### [Text passage]

-- begin --

# Please don't laugh it's my first attempt with a camcorder!



## scrimper (26 Apr 2016)

I have always wanted to have a go at doing an instructional video but don't really know how to start, so on Friday I bought a cheap camcorder and made an attempt to doing a scroll-saw video.
it is a first attempt and it is quite difficult trying to film yourself and do the narration and use the saw at the same time but hopefully I might get better at it!

One thing I notice is that my hand is nicely in focus but the work piece is not so I may have to try manual focus later when I work out how! 

Have a look and see what you think, comments and advice will be most welcome. 

Ist video https://youtu.be/taIAQ25XQcY

2nd video https://youtu.be/ldWZP-qvA-o

3rd video https://youtu.be/nKKrvhuW5ls

4th video https://youtu.be/3tOvvSSkzvc

5th video https://youtu.be/ffxuNUsa114

6th video https://youtu.be/xh0IaUQLRVQ

7th video https://youtu.be/dbQTl0kt1Jo

https://youtu.be/oVfNYFFSmjA


----------



## ChrisR (26 Apr 2016)

Scrimper.

First attempt or not, that was first class, camera work was clear and the narration was excellent.

If I did not know what scroll sawing was all about, that would be a good introduction to our addictive hobby.

Plus I take my hat off to anybody that can load pictures or video to the internet, as it’s far above my computer skill level. :? 

I could not get part two to run, but that is more likely to be my computer and that rubbish Windows 10 I reluctantly run.

Look forward to more.

Chris.


----------



## transatlantic (26 Apr 2016)

Good stuff.

- I'd keep the whole thing as one video. I don't know why people split stuff up into 3 minute videos. 
- The resolution seems a little low? It's definately watchable, but if you have the option to up the res.


----------



## scrimper (26 Apr 2016)

Thanks for that Chris, I was a bit worried that they looked a bit rubbish and I do sound a bit like a Yokel!
I just did another one on the Hegner saw but as I was showing the wife the power went off in protest!

-- end --

### [Dataset records]
-- begin --

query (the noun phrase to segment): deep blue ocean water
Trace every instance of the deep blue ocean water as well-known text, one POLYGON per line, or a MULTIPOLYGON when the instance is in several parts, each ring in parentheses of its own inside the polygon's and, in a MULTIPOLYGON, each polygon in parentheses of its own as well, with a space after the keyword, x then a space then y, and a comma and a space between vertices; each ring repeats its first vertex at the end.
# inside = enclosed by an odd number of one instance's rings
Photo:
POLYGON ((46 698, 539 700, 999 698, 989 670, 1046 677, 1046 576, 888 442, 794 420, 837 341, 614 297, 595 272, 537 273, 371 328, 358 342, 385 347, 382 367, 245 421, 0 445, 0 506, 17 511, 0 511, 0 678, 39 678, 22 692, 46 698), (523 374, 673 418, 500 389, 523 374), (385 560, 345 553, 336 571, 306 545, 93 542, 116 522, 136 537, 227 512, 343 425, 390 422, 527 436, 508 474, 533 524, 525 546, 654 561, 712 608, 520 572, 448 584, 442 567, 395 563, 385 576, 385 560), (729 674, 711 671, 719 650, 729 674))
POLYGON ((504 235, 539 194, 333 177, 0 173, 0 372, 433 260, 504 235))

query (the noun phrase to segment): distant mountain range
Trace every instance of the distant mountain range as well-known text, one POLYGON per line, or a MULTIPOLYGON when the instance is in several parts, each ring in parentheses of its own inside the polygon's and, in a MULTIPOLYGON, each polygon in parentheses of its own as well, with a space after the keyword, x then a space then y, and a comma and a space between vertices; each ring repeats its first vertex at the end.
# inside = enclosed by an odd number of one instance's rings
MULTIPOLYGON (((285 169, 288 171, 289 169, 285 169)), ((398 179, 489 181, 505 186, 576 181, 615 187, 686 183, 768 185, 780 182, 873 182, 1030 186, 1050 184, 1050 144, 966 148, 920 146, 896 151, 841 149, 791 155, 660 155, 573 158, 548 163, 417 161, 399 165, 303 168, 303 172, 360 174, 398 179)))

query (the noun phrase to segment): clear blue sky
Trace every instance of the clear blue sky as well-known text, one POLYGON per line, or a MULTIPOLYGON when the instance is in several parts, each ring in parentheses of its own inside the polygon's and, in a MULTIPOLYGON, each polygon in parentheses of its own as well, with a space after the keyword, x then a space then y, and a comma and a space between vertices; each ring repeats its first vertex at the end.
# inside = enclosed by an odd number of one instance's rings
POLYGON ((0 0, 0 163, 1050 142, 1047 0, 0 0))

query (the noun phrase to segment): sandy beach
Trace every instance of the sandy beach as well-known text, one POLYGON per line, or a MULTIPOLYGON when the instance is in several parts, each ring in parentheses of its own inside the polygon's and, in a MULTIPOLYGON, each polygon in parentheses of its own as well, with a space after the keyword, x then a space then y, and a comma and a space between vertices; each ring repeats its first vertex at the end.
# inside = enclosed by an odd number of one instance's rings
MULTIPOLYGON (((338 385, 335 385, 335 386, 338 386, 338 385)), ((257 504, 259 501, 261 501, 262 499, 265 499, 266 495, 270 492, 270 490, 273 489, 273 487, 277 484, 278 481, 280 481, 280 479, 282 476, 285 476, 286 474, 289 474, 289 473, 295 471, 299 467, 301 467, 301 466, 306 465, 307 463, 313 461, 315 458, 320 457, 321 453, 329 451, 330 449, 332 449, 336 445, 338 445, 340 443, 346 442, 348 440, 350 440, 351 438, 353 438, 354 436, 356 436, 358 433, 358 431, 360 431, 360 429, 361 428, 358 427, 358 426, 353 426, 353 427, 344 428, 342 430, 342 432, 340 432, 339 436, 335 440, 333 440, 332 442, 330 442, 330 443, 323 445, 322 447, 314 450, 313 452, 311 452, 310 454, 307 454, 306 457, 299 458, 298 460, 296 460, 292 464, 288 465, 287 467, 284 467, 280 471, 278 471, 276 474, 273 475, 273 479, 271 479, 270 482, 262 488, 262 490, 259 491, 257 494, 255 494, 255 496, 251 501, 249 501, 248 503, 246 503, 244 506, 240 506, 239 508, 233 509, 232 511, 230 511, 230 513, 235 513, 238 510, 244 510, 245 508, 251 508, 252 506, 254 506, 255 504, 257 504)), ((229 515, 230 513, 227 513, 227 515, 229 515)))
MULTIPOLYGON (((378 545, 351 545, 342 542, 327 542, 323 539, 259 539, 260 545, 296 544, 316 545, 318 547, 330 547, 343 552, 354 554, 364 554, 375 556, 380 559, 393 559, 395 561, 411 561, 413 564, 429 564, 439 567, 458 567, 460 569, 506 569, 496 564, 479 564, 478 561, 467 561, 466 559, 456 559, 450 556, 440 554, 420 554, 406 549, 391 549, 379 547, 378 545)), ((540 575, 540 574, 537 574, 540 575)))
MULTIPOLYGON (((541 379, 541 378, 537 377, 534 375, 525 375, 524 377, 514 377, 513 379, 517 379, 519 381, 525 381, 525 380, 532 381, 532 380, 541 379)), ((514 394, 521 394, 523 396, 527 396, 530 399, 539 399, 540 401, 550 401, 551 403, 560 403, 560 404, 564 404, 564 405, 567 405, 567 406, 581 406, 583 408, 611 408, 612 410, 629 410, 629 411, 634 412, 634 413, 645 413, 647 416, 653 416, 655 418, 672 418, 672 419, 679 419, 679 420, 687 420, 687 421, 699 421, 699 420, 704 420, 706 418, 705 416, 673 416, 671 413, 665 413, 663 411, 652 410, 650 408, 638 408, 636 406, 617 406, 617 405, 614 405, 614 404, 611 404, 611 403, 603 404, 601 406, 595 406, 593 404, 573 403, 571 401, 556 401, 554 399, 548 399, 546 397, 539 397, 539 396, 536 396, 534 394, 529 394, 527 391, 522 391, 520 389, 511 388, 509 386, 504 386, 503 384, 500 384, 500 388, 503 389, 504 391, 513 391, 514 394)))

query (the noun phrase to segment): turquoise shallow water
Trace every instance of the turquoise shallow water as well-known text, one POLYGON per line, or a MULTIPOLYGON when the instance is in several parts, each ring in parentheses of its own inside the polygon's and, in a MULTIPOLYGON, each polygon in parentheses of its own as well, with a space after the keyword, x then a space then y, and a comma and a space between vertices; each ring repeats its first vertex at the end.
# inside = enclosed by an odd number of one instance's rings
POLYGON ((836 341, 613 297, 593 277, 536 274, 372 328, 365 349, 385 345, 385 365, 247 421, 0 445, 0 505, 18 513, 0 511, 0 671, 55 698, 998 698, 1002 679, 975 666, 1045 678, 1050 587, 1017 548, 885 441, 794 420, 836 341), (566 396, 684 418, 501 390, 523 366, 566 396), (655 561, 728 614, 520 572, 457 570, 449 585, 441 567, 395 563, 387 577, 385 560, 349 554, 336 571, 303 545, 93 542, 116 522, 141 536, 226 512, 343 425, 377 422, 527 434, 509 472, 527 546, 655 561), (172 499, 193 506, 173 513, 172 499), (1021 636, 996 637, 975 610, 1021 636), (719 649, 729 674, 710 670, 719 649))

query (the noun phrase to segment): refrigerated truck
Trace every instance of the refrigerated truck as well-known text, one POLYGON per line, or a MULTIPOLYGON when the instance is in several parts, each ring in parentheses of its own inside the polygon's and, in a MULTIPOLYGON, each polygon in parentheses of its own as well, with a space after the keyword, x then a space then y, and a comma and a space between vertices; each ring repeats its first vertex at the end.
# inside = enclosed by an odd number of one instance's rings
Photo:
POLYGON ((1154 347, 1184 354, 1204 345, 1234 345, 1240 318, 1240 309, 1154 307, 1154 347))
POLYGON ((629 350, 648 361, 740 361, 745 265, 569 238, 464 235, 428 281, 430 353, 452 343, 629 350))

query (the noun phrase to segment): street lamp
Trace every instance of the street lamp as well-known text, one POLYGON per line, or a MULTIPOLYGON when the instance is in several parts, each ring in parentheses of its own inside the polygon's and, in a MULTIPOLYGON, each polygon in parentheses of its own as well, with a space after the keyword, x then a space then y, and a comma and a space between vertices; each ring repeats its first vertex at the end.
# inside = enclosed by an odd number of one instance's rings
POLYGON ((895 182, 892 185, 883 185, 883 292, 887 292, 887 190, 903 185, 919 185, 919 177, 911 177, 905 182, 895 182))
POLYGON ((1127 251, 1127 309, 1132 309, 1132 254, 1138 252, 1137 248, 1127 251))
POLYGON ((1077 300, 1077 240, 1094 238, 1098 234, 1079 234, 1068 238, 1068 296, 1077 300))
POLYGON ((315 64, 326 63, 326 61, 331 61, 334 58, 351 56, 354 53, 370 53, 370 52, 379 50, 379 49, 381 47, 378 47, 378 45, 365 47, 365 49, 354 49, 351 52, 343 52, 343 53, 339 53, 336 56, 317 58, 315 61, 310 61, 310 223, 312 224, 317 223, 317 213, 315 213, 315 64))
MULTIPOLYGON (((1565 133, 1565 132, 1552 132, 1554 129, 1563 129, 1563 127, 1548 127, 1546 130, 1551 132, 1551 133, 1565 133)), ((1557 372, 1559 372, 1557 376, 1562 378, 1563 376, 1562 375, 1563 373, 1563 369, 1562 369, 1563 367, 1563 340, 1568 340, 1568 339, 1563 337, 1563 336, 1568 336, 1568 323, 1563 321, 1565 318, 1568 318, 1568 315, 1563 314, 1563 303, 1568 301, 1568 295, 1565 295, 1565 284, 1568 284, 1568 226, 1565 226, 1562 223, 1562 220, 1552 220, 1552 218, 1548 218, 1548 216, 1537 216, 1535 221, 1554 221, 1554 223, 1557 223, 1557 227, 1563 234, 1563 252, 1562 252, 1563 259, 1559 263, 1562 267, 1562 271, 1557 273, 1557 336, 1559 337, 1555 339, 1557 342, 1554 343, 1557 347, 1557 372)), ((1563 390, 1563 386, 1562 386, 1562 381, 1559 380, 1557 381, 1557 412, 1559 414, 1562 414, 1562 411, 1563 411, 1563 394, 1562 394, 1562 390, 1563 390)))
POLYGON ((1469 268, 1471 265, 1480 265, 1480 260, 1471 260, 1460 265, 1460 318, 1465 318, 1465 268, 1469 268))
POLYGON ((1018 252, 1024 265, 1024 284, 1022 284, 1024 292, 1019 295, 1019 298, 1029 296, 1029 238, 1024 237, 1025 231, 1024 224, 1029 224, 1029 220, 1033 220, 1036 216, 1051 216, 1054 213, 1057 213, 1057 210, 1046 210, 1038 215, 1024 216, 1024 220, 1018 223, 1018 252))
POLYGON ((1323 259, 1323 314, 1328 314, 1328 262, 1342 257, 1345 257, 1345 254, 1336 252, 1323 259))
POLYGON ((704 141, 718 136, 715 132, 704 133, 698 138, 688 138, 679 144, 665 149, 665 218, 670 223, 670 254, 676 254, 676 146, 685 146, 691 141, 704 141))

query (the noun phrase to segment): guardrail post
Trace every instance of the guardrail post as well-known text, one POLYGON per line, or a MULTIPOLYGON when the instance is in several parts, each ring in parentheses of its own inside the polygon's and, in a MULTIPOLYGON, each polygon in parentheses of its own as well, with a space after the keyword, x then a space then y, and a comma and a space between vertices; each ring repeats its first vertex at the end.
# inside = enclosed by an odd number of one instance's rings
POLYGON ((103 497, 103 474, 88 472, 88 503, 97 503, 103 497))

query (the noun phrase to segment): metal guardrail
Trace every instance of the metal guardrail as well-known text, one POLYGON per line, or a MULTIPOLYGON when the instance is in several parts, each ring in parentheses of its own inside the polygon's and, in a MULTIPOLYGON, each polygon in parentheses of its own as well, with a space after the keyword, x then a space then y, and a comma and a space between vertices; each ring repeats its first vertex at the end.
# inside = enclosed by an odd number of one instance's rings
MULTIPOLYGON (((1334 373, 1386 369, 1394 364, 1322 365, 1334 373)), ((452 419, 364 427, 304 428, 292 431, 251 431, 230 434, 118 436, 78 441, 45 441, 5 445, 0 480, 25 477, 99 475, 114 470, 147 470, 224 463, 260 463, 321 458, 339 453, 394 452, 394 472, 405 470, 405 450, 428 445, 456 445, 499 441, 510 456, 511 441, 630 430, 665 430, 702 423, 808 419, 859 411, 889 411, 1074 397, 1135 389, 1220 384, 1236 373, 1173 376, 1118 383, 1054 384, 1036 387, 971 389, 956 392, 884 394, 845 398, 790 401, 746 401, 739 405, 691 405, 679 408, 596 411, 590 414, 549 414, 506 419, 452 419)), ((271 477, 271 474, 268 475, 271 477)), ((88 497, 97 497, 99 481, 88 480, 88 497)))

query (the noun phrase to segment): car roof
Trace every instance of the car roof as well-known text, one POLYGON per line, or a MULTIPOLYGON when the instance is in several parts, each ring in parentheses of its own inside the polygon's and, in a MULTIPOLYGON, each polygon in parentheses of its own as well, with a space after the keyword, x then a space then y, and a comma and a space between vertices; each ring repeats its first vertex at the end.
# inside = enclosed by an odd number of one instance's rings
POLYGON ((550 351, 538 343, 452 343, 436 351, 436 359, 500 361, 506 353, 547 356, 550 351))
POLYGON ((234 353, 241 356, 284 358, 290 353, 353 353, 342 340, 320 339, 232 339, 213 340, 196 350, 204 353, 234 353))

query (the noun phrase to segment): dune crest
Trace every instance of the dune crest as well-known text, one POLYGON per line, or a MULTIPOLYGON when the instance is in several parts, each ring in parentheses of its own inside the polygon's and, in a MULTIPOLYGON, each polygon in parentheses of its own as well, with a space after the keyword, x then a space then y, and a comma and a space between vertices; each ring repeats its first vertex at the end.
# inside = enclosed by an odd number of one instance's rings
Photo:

-- end --

### [Directions]
#1 Gather every line of the records that contains the word "truck".
#2 Pick up the forum thread about a first scroll-saw camcorder video after its final sentence and write what comes next.
The forum thread and the records come from unrelated sources.

### [Task-by-task outputs]
#1
query (the noun phrase to segment): refrigerated truck
Trace every instance of the refrigerated truck as well-known text, one POLYGON per line, or a MULTIPOLYGON when the instance is in several parts, each ring in parentheses of its own inside the polygon's and, in a MULTIPOLYGON, each polygon in parentheses of its own as well, with a space after the keyword, x then a space then y, and a comma and a space between vertices; each ring repeats its first vertex at the end.

#2
here is the link to the last one I did

https://youtu.be/oVfNYFFSmjA

By the way I tried part 2 and it works fine here, perhaps you could try again later, if you can stand more! :mrgreen:


----------



## scrimper (26 Apr 2016)

transatlantic":32wss6fh said:


> Good stuff.
> 
> - I'd keep the whole thing as one video. I don't know why people split stuff up into 3 minute videos.
> - The resolution seems a little low? It's definately watchable, but if you have the option to up the res.



Thanks for the comments I will try to answer as best I can. 

Firstly I only bought the camcorder on Friday so I am not at all sure what I am doing with it. The reason for separate parts is that when you pause the camera it creates a separate file and I have not got around to joining anything up or editing yet, so I didn't actually split anything up and in any case my BB connection is very slow and each of these clips took 10 mins to upload so if too long I would probably give up.

Not sure about the res I just set it to do MP4 and used the default setting but if I have it too high I will suffer with an even bigger file to upload.

Some of the woodworking videos on youtube are really brilliant and I take my hat off to them it's them that encouraged me to have a go but if I am honest I don't really know what I am doing so any hints and tips are much appreciated. 

(I was a filmmaker back in the 1980's but with super 8 movie film, it's all so different now!)


----------



## Stooby (26 Apr 2016)

Hi Scrimper. I echo others, is a good start to a new side for our hobby for you. Certainly clear and seemed well filmed. I would certainly try some video editing to tie the pieces together, it will keep the parts together, sometimes I struggle to find the middle bits on YouTube!
Part 2 works fine for me (and I really like Windows 10!)


----------



## ChrisR (26 Apr 2016)

scrimper":3ipjg1b2 said:


> Thanks for that Chris, I was a bit worried that they looked a bit rubbish and I do sound a bit like a Yokel!
> I just did another one on the Hegner saw but as I was showing the wife the power went off in protest!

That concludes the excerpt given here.